[What the exercise asks]
Pull every line of the entries that has the word "button".

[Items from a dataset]
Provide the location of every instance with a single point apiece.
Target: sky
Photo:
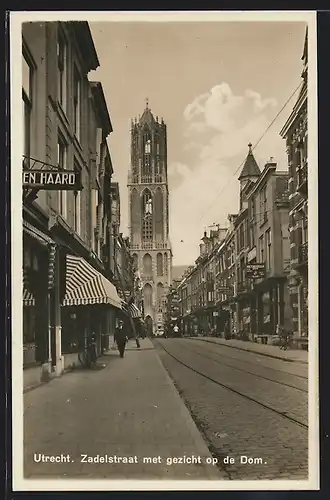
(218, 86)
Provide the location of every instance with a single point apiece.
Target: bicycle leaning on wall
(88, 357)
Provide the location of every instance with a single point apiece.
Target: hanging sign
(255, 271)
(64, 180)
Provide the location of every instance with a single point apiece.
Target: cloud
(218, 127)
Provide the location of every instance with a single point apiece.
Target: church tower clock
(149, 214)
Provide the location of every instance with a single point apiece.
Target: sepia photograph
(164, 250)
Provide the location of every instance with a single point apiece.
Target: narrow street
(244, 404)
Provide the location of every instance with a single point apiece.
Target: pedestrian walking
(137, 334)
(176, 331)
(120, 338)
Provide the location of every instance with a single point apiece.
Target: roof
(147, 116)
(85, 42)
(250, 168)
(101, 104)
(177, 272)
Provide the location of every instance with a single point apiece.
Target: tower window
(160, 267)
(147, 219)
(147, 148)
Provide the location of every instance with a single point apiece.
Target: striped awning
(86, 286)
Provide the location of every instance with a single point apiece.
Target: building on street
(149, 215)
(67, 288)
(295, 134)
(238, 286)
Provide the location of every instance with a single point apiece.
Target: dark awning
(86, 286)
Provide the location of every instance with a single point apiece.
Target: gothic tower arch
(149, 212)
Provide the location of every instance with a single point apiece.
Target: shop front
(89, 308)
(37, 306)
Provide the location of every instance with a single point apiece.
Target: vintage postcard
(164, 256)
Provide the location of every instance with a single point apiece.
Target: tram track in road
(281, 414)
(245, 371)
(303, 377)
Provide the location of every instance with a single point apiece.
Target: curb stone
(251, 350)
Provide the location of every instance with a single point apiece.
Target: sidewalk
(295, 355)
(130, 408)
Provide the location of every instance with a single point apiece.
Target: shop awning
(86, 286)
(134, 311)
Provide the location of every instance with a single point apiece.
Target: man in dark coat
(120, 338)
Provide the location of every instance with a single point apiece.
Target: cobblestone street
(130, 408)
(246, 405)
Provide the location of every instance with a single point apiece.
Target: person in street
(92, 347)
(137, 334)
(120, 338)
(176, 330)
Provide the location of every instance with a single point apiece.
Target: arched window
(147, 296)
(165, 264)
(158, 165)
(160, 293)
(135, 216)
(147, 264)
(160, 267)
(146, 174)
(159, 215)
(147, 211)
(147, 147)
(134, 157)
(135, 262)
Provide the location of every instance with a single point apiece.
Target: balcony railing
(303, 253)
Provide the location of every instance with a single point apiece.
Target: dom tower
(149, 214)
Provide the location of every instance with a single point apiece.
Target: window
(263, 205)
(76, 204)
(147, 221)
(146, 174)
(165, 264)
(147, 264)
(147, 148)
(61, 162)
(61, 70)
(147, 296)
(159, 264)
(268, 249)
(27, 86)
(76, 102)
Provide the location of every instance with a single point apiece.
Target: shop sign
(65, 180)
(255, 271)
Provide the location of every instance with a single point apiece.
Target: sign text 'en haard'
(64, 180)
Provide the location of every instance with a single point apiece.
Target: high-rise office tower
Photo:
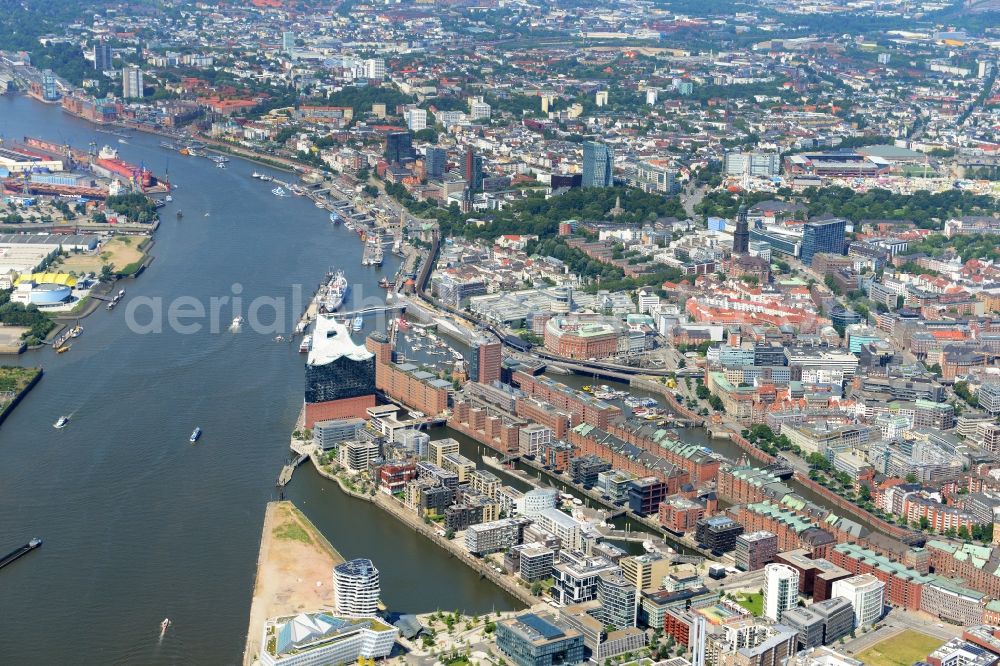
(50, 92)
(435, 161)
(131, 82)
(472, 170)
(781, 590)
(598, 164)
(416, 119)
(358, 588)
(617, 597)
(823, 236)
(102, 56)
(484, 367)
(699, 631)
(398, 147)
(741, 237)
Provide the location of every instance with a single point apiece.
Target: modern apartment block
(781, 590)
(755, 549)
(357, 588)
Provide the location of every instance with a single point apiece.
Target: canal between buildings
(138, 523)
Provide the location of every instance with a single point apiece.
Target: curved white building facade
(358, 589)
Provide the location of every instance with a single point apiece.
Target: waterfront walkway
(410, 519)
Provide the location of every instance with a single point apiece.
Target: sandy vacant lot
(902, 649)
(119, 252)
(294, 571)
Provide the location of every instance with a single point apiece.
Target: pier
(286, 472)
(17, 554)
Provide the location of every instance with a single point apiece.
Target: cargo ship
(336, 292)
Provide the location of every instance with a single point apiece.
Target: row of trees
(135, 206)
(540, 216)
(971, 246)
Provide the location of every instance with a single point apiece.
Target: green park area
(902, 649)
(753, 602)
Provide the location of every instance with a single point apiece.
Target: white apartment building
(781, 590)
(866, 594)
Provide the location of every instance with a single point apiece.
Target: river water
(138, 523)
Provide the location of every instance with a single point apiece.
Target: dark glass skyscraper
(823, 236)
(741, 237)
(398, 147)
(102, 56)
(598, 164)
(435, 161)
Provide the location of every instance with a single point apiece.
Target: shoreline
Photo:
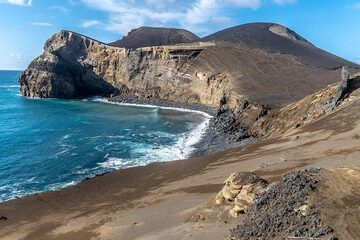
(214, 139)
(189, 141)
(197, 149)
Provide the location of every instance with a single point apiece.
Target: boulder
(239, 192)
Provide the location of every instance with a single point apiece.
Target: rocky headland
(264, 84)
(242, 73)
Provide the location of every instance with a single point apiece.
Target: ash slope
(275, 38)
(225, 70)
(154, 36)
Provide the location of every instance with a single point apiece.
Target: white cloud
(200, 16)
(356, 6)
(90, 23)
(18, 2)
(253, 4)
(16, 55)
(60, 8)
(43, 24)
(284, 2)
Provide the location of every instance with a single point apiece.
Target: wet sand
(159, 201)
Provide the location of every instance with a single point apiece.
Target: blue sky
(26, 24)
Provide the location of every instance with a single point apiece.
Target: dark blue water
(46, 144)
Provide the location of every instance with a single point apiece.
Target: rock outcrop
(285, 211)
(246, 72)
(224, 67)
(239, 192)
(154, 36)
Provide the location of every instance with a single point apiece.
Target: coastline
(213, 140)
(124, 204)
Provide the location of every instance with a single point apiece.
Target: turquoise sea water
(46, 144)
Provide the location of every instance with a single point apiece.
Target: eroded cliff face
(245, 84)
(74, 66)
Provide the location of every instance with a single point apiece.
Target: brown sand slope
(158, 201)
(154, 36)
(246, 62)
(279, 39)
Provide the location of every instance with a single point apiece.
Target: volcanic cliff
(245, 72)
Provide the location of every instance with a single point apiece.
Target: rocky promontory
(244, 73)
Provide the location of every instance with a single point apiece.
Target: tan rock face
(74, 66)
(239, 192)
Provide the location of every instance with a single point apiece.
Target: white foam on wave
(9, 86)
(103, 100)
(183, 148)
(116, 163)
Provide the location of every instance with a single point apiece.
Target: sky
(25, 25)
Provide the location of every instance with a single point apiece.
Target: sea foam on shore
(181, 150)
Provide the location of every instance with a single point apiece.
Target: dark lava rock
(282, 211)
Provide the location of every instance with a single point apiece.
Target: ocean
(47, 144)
--
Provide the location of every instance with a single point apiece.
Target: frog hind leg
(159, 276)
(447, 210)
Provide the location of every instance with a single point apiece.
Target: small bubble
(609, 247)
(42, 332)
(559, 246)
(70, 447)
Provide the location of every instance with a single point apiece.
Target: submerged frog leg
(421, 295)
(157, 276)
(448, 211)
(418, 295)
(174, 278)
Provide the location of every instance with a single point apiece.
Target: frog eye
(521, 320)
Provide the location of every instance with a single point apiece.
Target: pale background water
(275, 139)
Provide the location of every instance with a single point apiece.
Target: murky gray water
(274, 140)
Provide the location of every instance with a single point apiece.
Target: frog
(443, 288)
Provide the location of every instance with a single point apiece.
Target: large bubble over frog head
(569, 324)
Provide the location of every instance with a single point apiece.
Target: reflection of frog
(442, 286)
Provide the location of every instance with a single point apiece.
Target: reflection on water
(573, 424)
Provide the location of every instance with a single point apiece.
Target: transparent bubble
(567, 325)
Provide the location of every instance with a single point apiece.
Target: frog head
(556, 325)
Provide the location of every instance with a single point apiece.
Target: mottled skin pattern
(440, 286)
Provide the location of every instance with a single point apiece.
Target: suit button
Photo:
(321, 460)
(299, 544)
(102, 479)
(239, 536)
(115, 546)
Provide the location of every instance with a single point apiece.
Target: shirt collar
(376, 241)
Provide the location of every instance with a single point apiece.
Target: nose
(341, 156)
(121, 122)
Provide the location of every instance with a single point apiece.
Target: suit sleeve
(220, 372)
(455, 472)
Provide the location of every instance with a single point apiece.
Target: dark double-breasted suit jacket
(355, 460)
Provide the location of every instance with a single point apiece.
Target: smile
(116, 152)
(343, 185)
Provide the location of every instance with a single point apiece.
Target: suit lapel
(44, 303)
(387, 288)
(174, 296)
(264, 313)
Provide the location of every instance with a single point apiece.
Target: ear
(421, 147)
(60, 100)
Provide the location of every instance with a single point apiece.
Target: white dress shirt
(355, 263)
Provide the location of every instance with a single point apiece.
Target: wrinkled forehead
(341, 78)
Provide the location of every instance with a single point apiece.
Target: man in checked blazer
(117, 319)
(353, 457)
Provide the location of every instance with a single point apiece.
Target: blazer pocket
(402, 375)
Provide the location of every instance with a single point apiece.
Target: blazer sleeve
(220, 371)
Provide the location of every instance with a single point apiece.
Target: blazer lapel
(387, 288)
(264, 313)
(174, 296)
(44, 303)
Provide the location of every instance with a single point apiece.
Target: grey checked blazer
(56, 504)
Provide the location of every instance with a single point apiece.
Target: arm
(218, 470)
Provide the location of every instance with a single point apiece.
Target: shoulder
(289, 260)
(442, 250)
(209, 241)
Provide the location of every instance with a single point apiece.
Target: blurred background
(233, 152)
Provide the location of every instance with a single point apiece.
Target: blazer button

[Result for this exercise]
Target: suit button
Target: blazer button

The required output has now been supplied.